◆ CHALLENGE
In the editor's column, what does George Carlin say we need instead of governing ourselves?

[TEXT EXCERPT start]

Odds,ends from the editors desk — Nov. 19, 2014

Well, election season is, for the most part, in the books, and I think we call all breathe a sigh of relief and get back to what we think our traditional roles in politics should be: complaining.

Well, election season is, for the most part, in the books, and I think we call all breathe a sigh of relief and get back to what we think our traditional roles in politics should be: complaining.

The old adage is, of course, “If you don’t vote, you can’t complain,” cleverly matched with the bumper sticker, “Hey, I voted for the other guy” bumper sticker. And the there’s George Carlin’s take: “I don’t think we should be governing ourselves. What we need is a king, and every now and then if the king’s not doing a good job, we kill him.”

[TEXT EXCERPT end]
[PROVIDED MATERIAL start]

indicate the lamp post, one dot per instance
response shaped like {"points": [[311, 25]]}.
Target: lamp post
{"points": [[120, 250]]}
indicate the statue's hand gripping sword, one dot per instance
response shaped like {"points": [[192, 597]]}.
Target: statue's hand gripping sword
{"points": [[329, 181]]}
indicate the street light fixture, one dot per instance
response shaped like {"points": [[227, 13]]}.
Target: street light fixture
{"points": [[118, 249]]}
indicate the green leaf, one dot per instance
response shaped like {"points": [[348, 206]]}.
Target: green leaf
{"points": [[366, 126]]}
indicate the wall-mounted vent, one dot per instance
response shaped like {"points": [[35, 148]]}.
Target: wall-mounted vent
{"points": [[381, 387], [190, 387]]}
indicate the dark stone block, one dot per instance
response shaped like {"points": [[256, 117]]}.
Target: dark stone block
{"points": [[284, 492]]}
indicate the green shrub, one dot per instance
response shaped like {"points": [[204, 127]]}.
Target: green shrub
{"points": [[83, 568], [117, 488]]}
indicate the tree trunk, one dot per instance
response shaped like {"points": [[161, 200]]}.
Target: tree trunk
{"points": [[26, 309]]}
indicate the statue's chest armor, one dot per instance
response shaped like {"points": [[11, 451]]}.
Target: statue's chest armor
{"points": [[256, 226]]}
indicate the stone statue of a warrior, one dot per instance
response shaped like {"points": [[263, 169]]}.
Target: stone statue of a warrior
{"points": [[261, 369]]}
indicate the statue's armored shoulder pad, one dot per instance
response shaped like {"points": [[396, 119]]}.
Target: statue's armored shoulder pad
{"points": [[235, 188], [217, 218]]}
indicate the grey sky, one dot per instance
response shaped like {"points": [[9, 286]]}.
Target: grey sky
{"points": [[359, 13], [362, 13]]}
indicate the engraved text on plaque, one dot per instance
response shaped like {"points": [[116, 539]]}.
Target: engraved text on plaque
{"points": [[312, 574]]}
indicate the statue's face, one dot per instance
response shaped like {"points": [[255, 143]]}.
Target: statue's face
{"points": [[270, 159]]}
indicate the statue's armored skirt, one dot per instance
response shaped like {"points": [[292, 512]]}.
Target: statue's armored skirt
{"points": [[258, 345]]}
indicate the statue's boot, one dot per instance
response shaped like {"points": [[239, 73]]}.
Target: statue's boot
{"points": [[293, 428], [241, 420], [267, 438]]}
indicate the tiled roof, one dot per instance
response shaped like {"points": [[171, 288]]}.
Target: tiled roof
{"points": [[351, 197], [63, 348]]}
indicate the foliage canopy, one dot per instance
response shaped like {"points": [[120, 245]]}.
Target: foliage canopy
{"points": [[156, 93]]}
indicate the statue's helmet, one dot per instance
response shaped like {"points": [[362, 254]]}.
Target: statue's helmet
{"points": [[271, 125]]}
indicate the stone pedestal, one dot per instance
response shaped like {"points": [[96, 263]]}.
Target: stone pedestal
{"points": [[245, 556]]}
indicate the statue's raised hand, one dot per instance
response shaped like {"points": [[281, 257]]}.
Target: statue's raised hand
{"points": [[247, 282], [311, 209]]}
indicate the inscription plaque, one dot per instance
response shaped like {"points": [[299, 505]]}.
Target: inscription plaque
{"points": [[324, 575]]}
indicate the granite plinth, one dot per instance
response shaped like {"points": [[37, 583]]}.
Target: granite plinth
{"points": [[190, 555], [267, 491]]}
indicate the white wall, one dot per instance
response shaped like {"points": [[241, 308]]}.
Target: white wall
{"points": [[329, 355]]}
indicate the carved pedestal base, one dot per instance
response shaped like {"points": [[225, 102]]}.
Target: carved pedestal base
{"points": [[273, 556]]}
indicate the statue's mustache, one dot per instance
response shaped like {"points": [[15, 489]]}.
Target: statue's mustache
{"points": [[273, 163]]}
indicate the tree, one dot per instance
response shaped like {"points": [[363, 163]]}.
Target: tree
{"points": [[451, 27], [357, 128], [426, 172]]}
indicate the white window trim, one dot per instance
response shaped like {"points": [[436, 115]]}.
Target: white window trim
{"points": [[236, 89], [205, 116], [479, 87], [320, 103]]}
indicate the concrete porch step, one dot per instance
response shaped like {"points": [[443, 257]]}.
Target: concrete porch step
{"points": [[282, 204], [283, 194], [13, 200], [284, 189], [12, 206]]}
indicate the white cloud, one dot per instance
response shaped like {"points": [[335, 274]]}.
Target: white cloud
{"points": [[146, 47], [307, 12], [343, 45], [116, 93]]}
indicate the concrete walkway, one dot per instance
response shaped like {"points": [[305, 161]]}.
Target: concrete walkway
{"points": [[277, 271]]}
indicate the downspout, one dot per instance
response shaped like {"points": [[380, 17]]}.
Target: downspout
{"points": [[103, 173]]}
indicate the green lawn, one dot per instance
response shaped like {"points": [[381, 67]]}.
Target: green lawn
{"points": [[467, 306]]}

[PROVIDED MATERIAL end]

◆ TASK SOLUTION
A king, whom we kill every now and then if he's not doing a good job.